## start Reading passage
CUDA out of memory error when training a simple BiLSTM

errezeta · February 27, 2020, 5:42pm

Hi all,

I´m new to PyTorch, and I’m trying to train (on a GPU) a simple BiLSTM for a regression task. I have 65 features and the shape of my training set is (1969875, 65). The specific architecture of my model is:

LSTM(
  (lstm2): LSTM(65, 260, num_layers=3, bidirectional=True)
  (linear): Linear(in_features=520, out_features=1, bias=True)
)

I’m using batch size of 64.
The GPU is a “NVIDIA Tesla P100 16GB”
The error I get is:

RuntimeError: CUDA out of memory. Tried to allocate 7.63 GiB (GPU 0; 15.90 GiB total capacity; 12.06 GiB already allocated; 3.16 GiB free; 12.08 GiB reserved in total by PyTorch)
srun: error: gpu018: task 0: Exited with exit code 1

I’m starting to think that I’m doing something wrong in my code since I think 16GB should be more than enough for this amount of data and this model.
I share here my code, maybe someone can tell me if I’m doing something wrong or missing something:

num_features = 65
HIDDEN_SIZE = num_features * 4
BATCH_SIZE = 64
OUTPUT_DIM = 1
NUM_LAYERS = 2
LEARNING_RATE = 0.0005
NUM_EPOCHS = 500
SEED = 42
# Set seeds for python, numpy and torch
np.random.seed(SEED)
## end Reading passage
## start Items
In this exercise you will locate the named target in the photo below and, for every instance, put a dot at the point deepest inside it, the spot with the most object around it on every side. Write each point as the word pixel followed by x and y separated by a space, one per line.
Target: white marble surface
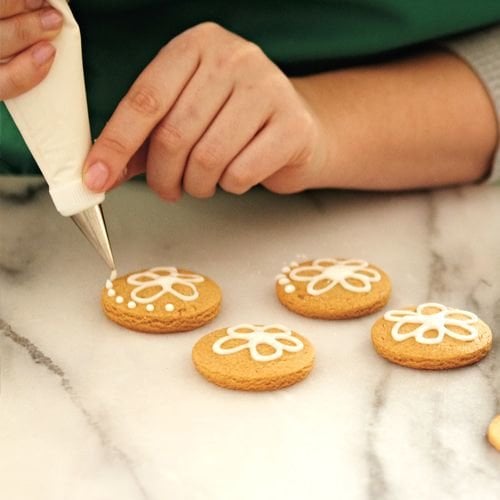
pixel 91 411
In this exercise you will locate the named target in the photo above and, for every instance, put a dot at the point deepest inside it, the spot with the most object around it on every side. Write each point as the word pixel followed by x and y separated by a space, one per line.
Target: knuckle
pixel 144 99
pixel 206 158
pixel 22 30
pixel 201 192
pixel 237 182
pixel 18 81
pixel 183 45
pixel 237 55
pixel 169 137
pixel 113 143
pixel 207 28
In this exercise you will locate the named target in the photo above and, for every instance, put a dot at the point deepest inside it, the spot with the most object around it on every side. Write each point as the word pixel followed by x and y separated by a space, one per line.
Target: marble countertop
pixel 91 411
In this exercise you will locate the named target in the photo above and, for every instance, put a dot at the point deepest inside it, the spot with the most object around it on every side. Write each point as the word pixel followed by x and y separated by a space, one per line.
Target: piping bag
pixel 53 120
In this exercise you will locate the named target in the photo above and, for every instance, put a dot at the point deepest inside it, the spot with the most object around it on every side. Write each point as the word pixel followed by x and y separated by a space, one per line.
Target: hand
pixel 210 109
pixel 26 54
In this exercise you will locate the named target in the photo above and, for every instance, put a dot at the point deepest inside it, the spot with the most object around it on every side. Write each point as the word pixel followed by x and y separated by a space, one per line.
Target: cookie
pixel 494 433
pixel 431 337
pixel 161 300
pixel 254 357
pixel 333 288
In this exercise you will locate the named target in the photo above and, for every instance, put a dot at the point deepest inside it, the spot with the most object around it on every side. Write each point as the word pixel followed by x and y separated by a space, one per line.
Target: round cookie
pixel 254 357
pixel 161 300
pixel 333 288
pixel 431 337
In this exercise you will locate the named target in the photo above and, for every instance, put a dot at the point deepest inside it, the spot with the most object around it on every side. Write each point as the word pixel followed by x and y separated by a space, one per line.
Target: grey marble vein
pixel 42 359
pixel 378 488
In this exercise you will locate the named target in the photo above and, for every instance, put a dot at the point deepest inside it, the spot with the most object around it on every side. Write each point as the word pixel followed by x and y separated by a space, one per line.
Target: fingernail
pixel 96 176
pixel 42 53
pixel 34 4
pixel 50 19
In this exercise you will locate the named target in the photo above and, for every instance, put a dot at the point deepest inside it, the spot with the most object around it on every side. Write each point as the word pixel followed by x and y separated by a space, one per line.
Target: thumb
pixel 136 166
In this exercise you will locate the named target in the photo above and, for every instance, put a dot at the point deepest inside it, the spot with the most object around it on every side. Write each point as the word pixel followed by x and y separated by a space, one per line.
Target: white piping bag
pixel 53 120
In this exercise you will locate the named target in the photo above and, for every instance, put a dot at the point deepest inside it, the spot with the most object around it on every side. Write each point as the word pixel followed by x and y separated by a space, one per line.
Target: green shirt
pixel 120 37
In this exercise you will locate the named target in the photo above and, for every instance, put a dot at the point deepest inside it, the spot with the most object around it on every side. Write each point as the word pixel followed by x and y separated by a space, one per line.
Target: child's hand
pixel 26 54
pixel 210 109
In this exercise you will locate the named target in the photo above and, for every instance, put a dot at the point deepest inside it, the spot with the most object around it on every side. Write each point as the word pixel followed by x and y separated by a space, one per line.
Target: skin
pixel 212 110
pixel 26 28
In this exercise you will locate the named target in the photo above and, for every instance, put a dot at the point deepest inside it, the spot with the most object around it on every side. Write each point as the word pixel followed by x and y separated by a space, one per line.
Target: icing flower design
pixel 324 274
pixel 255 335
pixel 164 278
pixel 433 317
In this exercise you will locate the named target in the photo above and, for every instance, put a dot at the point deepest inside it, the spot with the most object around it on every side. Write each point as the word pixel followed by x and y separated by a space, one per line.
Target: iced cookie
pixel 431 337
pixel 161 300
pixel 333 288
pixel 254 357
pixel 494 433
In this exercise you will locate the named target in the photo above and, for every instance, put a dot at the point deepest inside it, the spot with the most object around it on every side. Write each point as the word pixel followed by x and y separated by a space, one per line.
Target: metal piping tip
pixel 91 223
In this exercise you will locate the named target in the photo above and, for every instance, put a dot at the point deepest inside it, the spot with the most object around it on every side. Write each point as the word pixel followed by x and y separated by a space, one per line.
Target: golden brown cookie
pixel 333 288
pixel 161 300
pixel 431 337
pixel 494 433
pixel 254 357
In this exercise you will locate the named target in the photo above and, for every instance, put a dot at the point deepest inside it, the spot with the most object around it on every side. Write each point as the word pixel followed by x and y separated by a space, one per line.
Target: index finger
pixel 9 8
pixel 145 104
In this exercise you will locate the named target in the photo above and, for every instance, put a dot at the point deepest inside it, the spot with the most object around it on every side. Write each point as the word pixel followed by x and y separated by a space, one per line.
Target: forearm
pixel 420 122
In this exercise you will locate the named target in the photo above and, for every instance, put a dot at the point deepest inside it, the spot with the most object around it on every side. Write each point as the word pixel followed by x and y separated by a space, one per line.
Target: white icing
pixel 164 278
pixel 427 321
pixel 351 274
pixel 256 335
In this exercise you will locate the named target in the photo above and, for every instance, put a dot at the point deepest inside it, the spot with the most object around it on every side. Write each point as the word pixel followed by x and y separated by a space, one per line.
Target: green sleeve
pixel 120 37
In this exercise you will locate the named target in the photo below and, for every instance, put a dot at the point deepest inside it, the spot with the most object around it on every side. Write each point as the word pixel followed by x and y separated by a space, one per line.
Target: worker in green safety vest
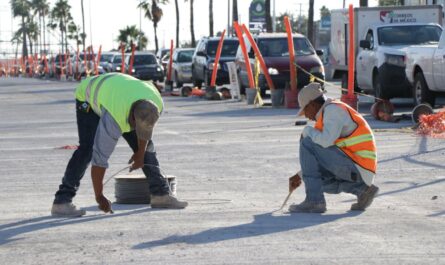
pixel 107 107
## end Items
* Task to carry out *
Proceed with the forum post about the CUDA out-of-memory error in BiLSTM training, picking up after its last line. None of the items are needed here.

* In response *
torch.manual_seed(SEED)

device = torch.device("cuda:0" if torch.cuda.is_available() else "cpu")
print(device)

class LSTM(nn.Module):
    def __init__(self, input_dim, hidden_dim, batch_size, output_dim, num_layers):
        super(LSTM, self).__init__()
        self.input_dim = input_dim
        self.hidden_dim = hidden_dim
        self.batch_size = batch_size
        self.num_layers = num_layers

        self.lstm2 = nn.LSTM(self.input_dim, self.hidden_dim, self.num_layers, bidirectional=True)
        self.linear = nn.Linear(self.hidden_dim*2, output_dim)

    def forward(self, input):
        lstm_out2, self.hidden = self.lstm2(input)
        y_pred = self.linear(lstm_out2)
        return y_pred


if __name__ == '__main__':

    if torch.cuda.is_available():
        dtype = torch.cuda.FloatTensor
    else:
        dtype = torch.float

    file = 'D:\\QU-Lab\\coding\\PyTorch\\LSTM\\featuresNorm_MFCC_Extended20.csv'
    file = 'Z:\\opt\\Noise_Level\\mfcc_data\\featuresNorm_MFCC_Extended20.csv'
    file = '../mfcc_data/featuresNorm_MFCC_Extended20.csv'

    features = load_data("file.csv")
    
    X = np.hstack((features.iloc[:, 1:66].values, features['FILE'].values.reshape(len(features), 1)))
    y = features['LABEL_LEVEL'].values
	
	# Split the data into training and testing

    X_train = torch.from_numpy(X_train[:, 0:65].astype(np.float32)).type(dtype)
    X_train = X_train.unsqueeze(0)
    y_train = torch.from_numpy(y_train.astype(np.float32)).type(dtype)

    X_test = torch.from_numpy(X_test[:, 0:65].astype(np.float32)).type(dtype)
    X_test = X_test.unsqueeze(0)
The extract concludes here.